- Texto da página:
+-------+

"A acentuação foi encarada, durante muito tempo, como uma ferramenta conceptual puramente musical, até que Dalcroze e, posteriormente, Laban demonstraram que ela pertencia, em primeira instância, às experiências do corpo, à queda interior do peso ou do mecanismo tensional que intervém no movimento. Como é hábito, o imaginário humano projectou no som, mas também na poesia e na prosa, inúmeros elementos da sua experiência orgânica profunda. No contexto do canto, alguns afirmam que uma acentuação, geralmente utilizada para inflectir um movimento, uma palavra ou uma frase musical, afecta bastante o eixo do corpo ao longo de sua conduta central - o tubo digestivo - e pressiona os diafragmas como que para se ligar ao ânus num movimento de defecação. (...)

+-------+

- Problema:
Traduza para o inglês esta frase do texto da página: "Como é hábito, o imaginário humano projectou no som, mas também na poesia e na prosa, inúmeros elementos da sua experiência orgânica profunda."

- Itens fornecidos:
+-------+

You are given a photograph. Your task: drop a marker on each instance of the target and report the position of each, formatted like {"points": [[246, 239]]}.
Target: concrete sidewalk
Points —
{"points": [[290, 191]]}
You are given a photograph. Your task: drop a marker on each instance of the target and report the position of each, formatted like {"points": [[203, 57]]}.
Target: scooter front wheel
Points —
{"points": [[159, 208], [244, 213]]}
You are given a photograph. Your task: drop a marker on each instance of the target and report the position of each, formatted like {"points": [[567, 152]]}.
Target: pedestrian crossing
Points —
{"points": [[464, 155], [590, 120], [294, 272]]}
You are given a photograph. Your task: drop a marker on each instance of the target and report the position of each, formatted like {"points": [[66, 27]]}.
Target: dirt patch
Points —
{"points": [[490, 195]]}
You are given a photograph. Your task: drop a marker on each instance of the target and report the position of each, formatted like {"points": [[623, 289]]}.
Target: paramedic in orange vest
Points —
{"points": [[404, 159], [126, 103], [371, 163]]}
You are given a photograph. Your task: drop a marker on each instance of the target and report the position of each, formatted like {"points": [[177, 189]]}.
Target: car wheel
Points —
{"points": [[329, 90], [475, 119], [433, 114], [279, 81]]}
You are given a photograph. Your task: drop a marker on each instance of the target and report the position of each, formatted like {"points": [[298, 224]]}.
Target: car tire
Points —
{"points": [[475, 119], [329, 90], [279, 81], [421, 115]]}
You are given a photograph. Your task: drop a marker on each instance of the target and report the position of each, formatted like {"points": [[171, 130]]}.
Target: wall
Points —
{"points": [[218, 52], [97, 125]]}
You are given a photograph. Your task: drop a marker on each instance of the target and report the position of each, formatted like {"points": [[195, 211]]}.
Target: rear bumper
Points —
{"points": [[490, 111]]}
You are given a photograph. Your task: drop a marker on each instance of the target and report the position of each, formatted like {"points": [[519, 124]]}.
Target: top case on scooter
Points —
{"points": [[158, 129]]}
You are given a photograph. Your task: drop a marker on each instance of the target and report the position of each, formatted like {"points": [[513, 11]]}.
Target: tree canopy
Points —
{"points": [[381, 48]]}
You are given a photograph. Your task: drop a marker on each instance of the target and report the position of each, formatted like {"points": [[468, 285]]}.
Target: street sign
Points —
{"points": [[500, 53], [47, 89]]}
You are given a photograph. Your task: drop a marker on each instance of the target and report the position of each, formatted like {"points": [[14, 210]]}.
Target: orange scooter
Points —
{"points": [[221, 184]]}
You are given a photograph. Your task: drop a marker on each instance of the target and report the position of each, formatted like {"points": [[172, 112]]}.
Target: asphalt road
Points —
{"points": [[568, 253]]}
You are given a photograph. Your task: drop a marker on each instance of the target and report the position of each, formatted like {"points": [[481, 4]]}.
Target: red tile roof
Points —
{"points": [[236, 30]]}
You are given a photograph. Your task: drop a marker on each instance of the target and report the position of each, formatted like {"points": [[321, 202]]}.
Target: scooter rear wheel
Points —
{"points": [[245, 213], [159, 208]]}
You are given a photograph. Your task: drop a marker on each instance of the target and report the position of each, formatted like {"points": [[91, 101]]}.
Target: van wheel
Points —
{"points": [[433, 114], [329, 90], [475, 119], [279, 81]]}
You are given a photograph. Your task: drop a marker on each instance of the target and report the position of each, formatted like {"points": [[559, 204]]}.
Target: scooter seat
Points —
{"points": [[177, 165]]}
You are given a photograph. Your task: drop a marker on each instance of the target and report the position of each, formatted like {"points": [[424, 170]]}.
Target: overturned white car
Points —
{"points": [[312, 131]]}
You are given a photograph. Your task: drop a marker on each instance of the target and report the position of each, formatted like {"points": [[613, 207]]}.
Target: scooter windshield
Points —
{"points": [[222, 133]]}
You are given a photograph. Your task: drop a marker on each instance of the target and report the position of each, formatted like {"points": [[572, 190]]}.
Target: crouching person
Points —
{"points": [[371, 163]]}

+-------+

- Resposta à tarefa:
As is customary, the human imagination has projected onto sound, but also onto poetry and prose, countless elements of its deep organic experience.